**Stored records**.

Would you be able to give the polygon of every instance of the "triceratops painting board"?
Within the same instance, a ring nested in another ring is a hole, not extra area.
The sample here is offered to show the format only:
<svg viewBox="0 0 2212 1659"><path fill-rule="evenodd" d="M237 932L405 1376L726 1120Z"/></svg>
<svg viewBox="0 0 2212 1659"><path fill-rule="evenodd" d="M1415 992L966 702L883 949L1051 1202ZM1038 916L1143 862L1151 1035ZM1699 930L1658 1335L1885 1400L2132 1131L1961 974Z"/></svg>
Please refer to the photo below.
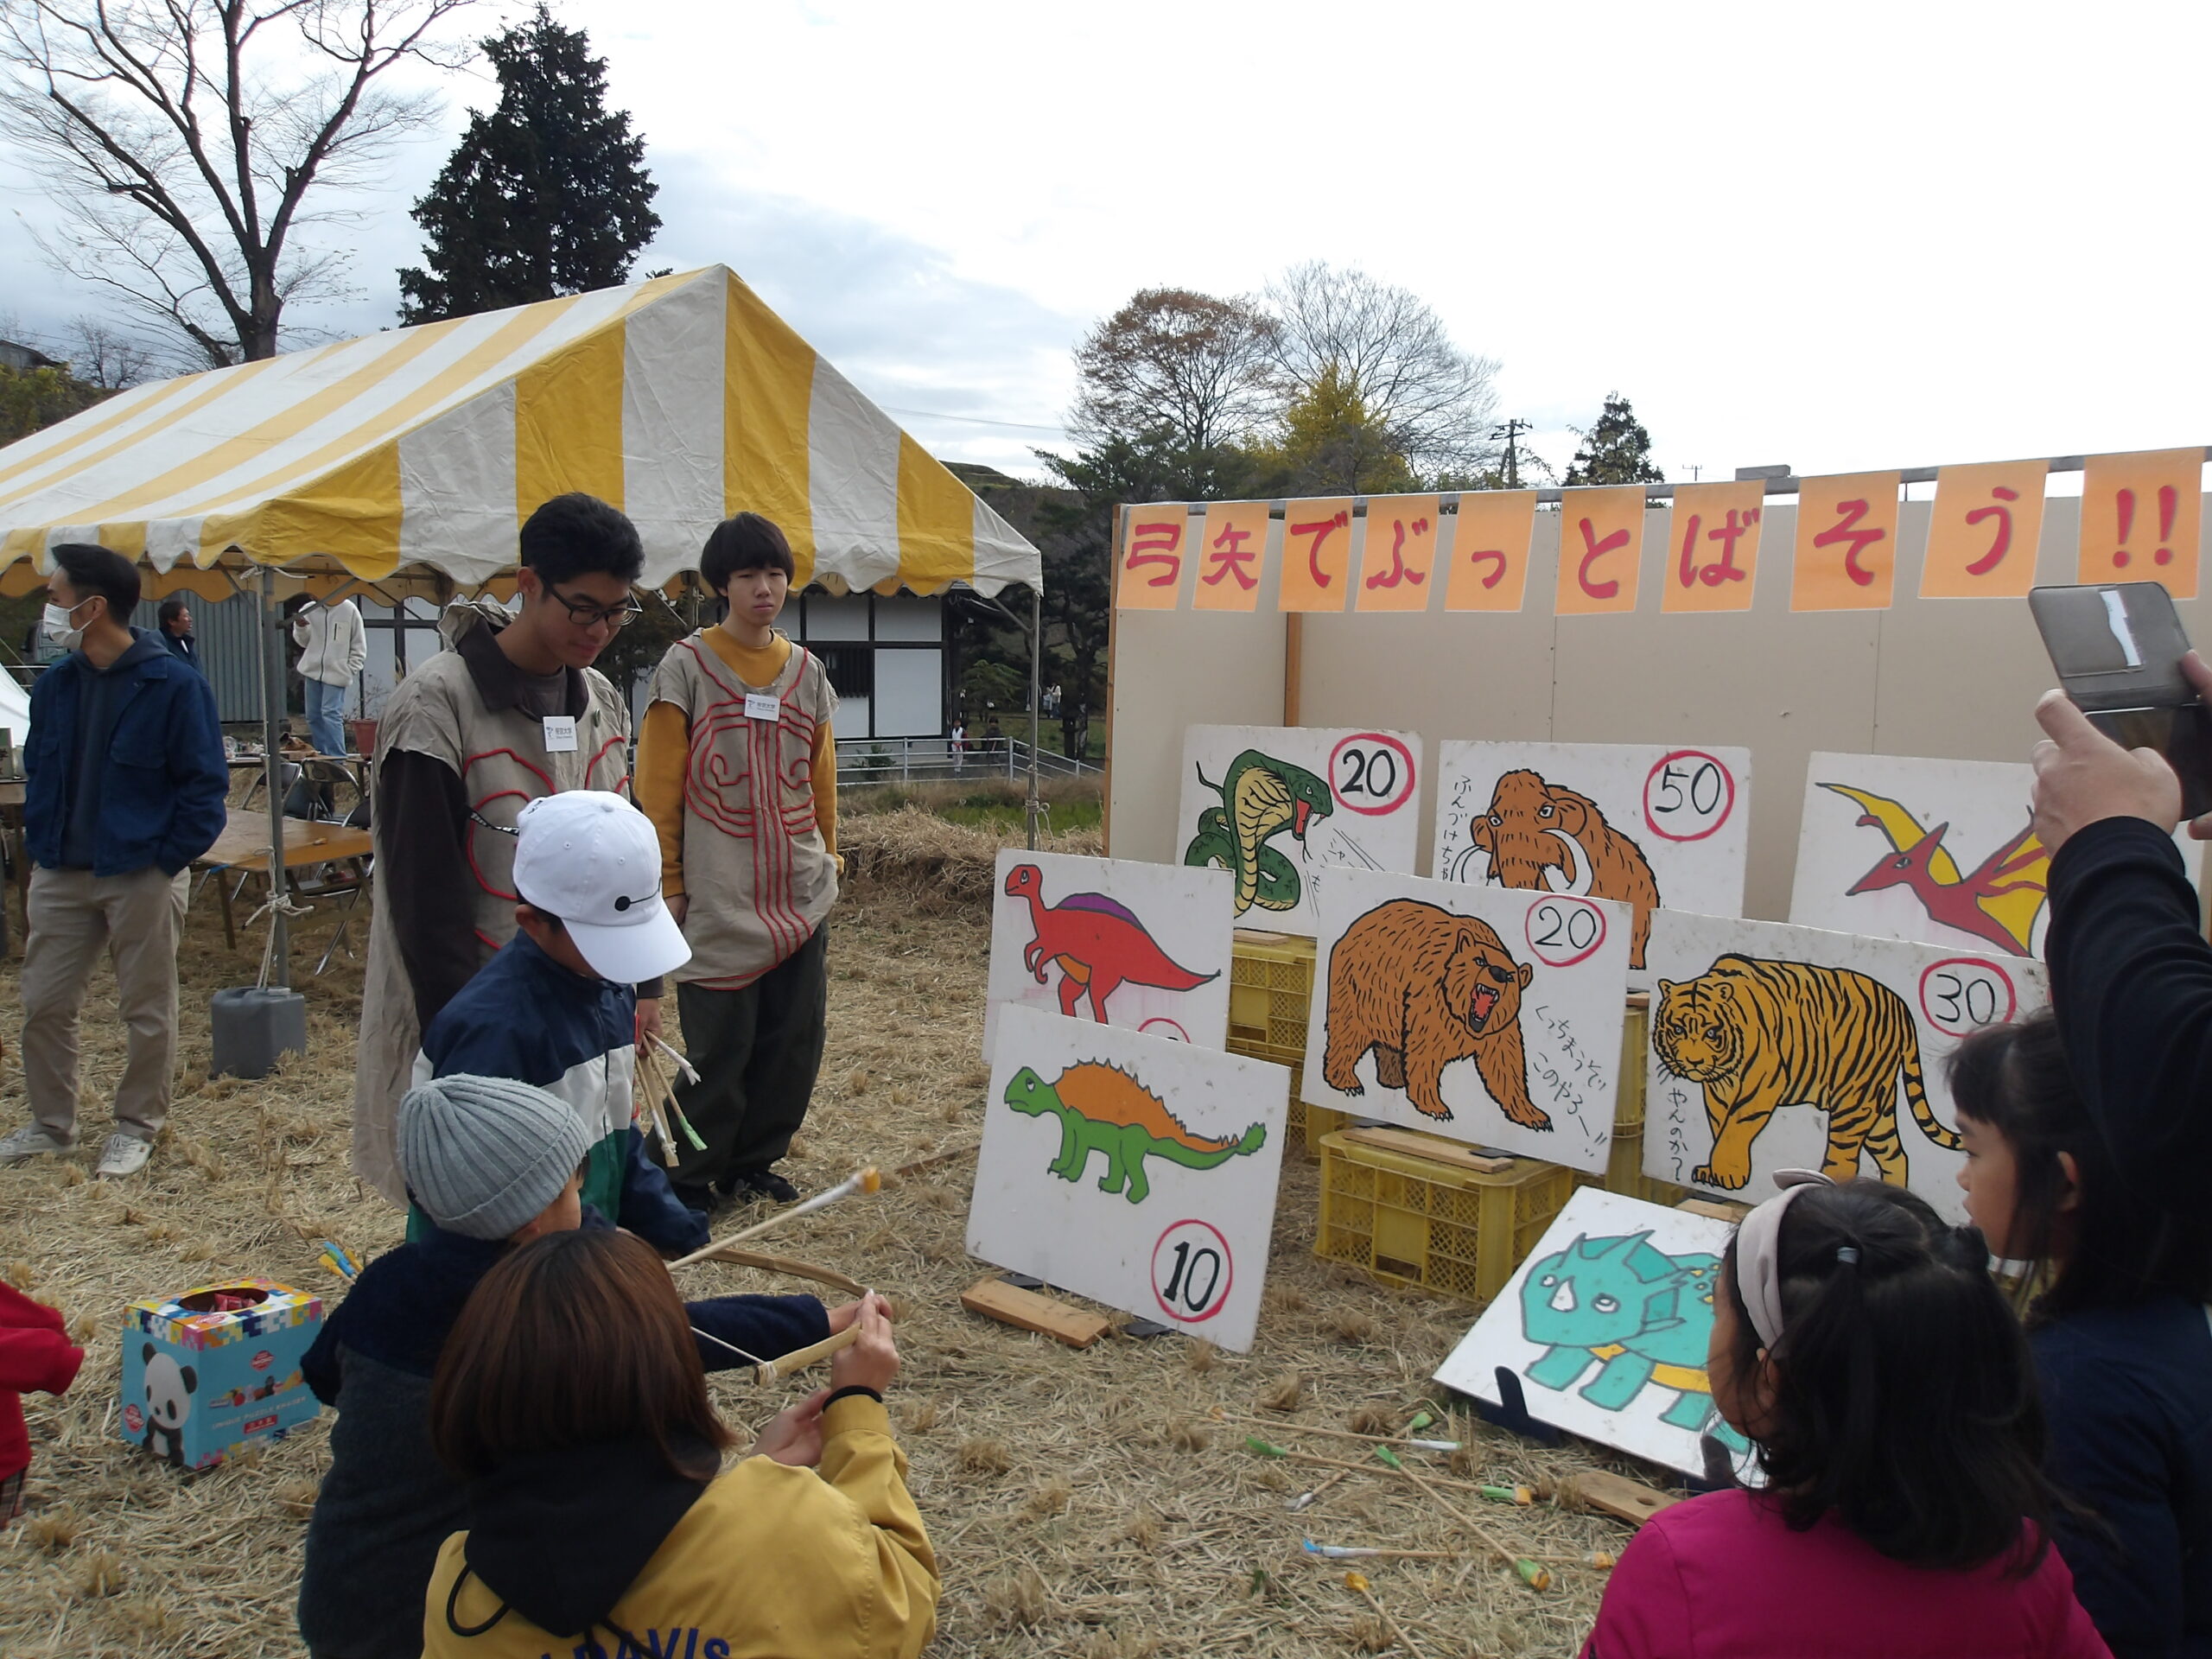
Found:
<svg viewBox="0 0 2212 1659"><path fill-rule="evenodd" d="M1581 1188L1436 1380L1501 1405L1503 1366L1539 1422L1693 1475L1710 1433L1741 1470L1751 1448L1713 1408L1705 1375L1730 1225Z"/></svg>
<svg viewBox="0 0 2212 1659"><path fill-rule="evenodd" d="M1306 1098L1602 1171L1630 914L1570 893L1332 871Z"/></svg>
<svg viewBox="0 0 2212 1659"><path fill-rule="evenodd" d="M1744 913L1749 749L1633 743L1446 743L1436 875L1636 906L1629 974L1661 906Z"/></svg>
<svg viewBox="0 0 2212 1659"><path fill-rule="evenodd" d="M1219 1048L1229 1039L1229 874L1066 853L999 855L983 1054L1008 1005Z"/></svg>
<svg viewBox="0 0 2212 1659"><path fill-rule="evenodd" d="M1423 764L1411 732L1192 726L1176 851L1229 872L1237 926L1310 936L1326 872L1413 874Z"/></svg>
<svg viewBox="0 0 2212 1659"><path fill-rule="evenodd" d="M1645 1174L1749 1202L1777 1169L1868 1175L1965 1219L1944 1062L2049 1000L2042 963L1668 910L1649 961Z"/></svg>
<svg viewBox="0 0 2212 1659"><path fill-rule="evenodd" d="M1243 1353L1289 1099L1264 1060L1007 1008L969 1254Z"/></svg>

**About this exercise**. Every line containing the string "instance" in the entries should be counted; give the resulting number and nothing else.

**Task solution**. 2